**Source extract**
'''

Ivan Vaughan (died 1993): He was this guy who had these two friends, one of them called John, who was in a skiffle group in Liverpool. They were playing at a village fete on July 6, 1957, and Vaughan brought along his other friend, Paul, who he introduced to John ..."I remember this beery old man breathing down me neck," McCartney later said. "It was John. He was 16 and I was 14, so he was a big man. I showed him a few chords. I felt I'd made an impression." Lennon remembered, "That was the day, the day I met Paul, that it started moving." Vaughan was diagnosed with Parkinson's disease in 1977 and died aged 51.
Derek Taylor (died 1997): The Beatles' press officer, who got the job after ghosting Epstein's biography, A Cellarful of Noise. Lennon said it should have been called A Cellarful of Boys. George Harrison and Jools Holland attended Taylor's funeral. He died of cancer aged 65.
Alf Bicknell (died 2004): The Beatles' chauffeur. In England, he drove them around in an Austin Princess, then one of only two cars in London to have blacked-out windows, and Lennon's Royce-Royce Phantom V. He was also in attendance when the band met Dylan at the Mayfair Hotel in New York, and Elvis at Bel-Air. Elvis said to him, "You are welcome to my home, sir." Bicknell died aged 75.

'''

**Available data**

'''

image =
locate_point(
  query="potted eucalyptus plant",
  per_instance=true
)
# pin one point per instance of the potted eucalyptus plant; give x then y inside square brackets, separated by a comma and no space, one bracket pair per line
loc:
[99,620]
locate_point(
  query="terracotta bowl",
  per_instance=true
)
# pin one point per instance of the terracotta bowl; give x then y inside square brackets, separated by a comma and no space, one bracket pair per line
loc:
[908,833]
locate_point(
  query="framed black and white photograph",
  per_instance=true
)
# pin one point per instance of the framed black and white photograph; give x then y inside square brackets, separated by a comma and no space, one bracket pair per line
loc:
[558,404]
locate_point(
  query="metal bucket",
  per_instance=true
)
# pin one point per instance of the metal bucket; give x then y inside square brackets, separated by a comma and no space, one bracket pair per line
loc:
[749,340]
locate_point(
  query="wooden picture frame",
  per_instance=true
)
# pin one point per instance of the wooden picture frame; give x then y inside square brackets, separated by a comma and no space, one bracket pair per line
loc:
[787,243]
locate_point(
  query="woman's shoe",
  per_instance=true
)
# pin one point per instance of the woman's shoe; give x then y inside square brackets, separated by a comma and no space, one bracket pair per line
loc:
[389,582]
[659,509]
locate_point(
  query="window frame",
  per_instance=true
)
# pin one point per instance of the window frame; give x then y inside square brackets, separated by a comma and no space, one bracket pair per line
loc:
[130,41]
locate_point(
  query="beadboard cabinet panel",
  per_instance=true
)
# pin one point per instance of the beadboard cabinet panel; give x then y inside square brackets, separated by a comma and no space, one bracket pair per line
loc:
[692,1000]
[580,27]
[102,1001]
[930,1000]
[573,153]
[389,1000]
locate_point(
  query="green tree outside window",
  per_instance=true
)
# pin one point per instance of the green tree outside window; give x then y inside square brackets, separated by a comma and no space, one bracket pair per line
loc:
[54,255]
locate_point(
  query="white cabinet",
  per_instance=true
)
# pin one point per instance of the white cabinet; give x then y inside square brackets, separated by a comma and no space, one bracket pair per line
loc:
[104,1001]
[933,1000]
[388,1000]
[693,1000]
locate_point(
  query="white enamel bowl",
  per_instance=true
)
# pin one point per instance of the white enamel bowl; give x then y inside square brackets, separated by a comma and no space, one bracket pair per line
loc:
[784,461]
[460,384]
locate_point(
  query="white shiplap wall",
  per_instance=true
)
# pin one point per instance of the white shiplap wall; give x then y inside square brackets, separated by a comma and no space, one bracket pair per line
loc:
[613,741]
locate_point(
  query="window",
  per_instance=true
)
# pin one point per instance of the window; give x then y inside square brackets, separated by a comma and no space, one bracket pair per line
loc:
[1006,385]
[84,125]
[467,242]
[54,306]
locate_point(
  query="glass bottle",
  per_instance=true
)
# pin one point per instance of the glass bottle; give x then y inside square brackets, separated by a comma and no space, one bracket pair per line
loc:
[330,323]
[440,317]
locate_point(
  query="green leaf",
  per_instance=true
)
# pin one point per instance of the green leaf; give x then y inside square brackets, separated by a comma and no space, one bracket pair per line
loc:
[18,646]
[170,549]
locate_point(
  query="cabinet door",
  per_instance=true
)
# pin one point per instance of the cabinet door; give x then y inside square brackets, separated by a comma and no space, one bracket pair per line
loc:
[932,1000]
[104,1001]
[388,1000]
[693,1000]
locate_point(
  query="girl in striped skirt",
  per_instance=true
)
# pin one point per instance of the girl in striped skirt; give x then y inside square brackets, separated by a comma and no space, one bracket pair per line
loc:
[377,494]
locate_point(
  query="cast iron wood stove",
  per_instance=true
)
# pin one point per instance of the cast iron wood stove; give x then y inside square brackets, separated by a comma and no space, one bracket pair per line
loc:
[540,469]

'''

**What you will do**
[a] List each person profiled in the Beatles associates text, with the year each one died.
[b] In the Beatles associates text, what car did Alf Bicknell drive the band around in that had blacked-out windows?
[c] Extend the Beatles associates text from the point where it stops.
The entries play no part in this work.

**Answer list**
[a]
Ivan Vaughan, 1993
Derek Taylor, 1997
Alf Bicknell, 2004

[b] An Austin Princess.

[c]
Maharishi Mahesh Yogi (died 2008): "You made a fool of everyone," Lennon sang about him on the White Album. It marked a bitter end to what had actually been a pretty blissed-out, six-week transcendental meditation programme at his ashram in India in 1968. The Beatles heard gossip that the Maharishi had tried to molest Mia Farrow, who was also at the ashram. Lennon told Rolling Stone editor Jann Wenner in the amazing book Lennon Remembers, "So we went to see Maharishi, the whole gang of us charged down to his hut, his very rich-looking bungalow in the mountains. I said, 'We're leaving.' He said, 'Why?' I said, 'Well, if you're so cosmic, you'll know why.' And he gave me such a look, like, 'I'll kill you, you bastard.' And I knew I had called his bluff." But the rumours about Farrow were false. Asked if he forgave the Beatles, the Maharishi said, "I could never be upset with angels." He died aged 90.
Allen Klein (died 2009): The Beatles' third manager, mostly famous for the brilliant Christmas card he wrote and sent out to friends and associates: "Yea though I walk through the valley of the shadow of death, I will fear no evil, because I'm the biggest bastard in the valley." Klein died of respiratory failure. aged 77.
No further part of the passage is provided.